* [À FAIRE]
Recopiez le texte sur les frontières et limites, en commençant à « - Le concept » et en terminant à « et des Portugais. ». Substituez « espace » à « territoire ».

* [TEXTE CITÉ]

FRONTIÈRES ET LIMITES
Wilson R.M. Krukoski
(Traduction de André Selon)
- Nous avons appris que les éléments fondamentaux qui forment une nation sont les suivants: "Peuple", "Gouvernement" et "Territoire".
- Les présentes considérations auront pour objet plus spécifiquement ce dernier élément. "Territoire" est la superficie délimitée par des frontières, où une nation exerce sa souveraineté.
"La première frontière fut marquée sur le terrain par le premier être qui comprit sa position en face de son semblable le plus proche. De la propriété individuelle, elle passa à la souveraineté collective, c'est-à-dire à la maison, à la ville, de la ville à la province et de celle-ci au pays. Tout a des limites, lignes, bornes, mur ou autre désignation qui vise aux caractéristiques des possessions matérielles de quelqu'un, homme ou entité sociale." (Castilhos Goycochea).
- En faisant une analyse rétrospective au long de l'Histoire, nous pouvons constater que le concept lié à Territoire, comme nous l'entendons aujourd'hui, n'a commencé à être utilisé qu'il y a un peu plus de trois cents ans. Jusqu'alors les nations avaient leurs territoires définis jusqu'où leurs gouvernements respectifs avaient la capacitié d'exercer leur souveraineté.
- Le concept de nation était alors lié à un centre communautaire, une ville avec son gouvernement, son peuple et sa culture, influençant les nations circonvoisines. C'est ainsi que nous étudions, avec une maigre définition géographique, la localisation et les contours de l'Empire Romain, les domaines de Charlemagne, l'Empire Ottoman etc...
- La matérialisation sur le terrain, avec des signaux définissant les limites d'un territoire, commença normalement à se faire à partir du XVIII siècle. C'est ainsi que nous trouvons les premières tentatives de délimitation dans le continent avec les traités de Madrid (1750) et de San Ildefonso (1777), qui visaient à séparer la terre des Espagnols et des Portugais.
- Au début, on chercha à avoir pour frontière une région hostile ou un obstacle difficile à franchir. Ou, autrement dit, c'était le lieu le plus éloigné où pouvaient arriver les influences d'un peuple. Généralement il était constitué par un cours d'eau, une montagne, un désert qui servaient de parapet ou de séparation. L'intention était réellement de séparer les nations. Dans les temps modernes, le concept "de séparer" a changé entièrement.
- Une frontière n'est plus un paragraphe d'un Traité, ni une ligne sur une carte, mais une structure complexe et fonctionnelle sur la face de la terre.
- Nous devons tout de suite distinguer deux termes, souvent utilisés improprement comme synonymes: "Frontière" et "Limite".
- Le terme "Frontière"est plus large et se réfère à une région tandis que le terme "Limite" est lié à une conception précise, linéaire et parfaitement définie sur le terrain.

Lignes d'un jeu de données
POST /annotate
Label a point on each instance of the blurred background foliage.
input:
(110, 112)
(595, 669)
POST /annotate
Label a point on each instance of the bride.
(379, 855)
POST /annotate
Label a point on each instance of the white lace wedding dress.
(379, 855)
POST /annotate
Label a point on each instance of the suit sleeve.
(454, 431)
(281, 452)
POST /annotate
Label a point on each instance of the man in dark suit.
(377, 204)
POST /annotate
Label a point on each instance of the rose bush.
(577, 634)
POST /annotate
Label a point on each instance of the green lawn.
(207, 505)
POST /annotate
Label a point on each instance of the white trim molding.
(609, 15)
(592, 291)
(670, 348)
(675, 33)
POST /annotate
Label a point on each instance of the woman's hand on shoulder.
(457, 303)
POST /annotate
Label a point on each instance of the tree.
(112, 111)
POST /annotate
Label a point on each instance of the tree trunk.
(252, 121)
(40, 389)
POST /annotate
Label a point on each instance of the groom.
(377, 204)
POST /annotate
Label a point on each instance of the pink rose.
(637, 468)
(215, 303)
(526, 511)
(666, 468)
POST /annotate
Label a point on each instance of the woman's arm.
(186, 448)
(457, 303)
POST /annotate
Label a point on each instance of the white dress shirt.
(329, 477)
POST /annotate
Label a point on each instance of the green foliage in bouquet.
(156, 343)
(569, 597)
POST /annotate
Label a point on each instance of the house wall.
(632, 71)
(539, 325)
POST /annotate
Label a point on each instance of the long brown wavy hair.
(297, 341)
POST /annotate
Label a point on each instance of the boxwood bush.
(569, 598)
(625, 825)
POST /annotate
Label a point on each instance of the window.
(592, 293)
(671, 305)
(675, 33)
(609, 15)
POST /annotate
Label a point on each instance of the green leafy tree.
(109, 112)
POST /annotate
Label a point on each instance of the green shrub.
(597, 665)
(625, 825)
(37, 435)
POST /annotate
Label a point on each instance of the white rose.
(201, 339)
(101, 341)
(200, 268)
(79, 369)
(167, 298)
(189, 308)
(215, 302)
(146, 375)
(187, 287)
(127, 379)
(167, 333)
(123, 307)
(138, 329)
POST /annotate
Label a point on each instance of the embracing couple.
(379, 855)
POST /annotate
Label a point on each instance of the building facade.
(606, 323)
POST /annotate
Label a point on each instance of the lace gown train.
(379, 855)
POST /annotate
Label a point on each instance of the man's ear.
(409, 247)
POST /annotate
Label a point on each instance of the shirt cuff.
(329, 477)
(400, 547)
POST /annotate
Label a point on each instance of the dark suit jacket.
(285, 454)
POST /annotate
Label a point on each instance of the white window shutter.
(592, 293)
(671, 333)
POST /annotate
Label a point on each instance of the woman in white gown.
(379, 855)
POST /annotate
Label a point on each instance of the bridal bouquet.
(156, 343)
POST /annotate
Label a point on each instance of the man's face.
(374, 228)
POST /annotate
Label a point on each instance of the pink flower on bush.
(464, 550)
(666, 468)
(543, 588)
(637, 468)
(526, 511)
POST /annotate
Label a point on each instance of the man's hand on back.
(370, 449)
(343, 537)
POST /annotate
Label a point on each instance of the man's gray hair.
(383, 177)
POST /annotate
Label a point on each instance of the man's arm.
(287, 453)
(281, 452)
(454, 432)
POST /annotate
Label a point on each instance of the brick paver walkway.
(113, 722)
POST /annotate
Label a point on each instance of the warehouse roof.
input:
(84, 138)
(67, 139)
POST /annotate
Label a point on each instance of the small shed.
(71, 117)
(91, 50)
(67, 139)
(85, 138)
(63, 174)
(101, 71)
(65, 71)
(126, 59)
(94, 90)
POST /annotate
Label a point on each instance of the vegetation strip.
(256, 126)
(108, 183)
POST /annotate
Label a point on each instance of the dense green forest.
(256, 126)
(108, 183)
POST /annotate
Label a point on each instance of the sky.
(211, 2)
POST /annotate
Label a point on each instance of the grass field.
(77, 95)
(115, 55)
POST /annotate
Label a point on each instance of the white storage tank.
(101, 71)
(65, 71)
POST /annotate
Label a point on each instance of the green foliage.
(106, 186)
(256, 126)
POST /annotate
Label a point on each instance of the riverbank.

* [RÉSULTAT]
- Le concept de nation était alors lié à un centre communautaire, une ville avec son gouvernement, son peuple et sa culture, influençant les nations circonvoisines. C'est ainsi que nous étudions, avec une maigre définition géographique, la localisation et les contours de l'Empire Romain, les domaines de Charlemagne, l'Empire Ottoman etc...
- La matérialisation sur le terrain, avec des signaux définissant les limites d'un espace, commença normalement à se faire à partir du XVIII siècle. C'est ainsi que nous trouvons les premières tentatives de délimitation dans le continent avec les traités de Madrid (1750) et de San Ildefonso (1777), qui visaient à séparer la terre des Espagnols et des Portugais.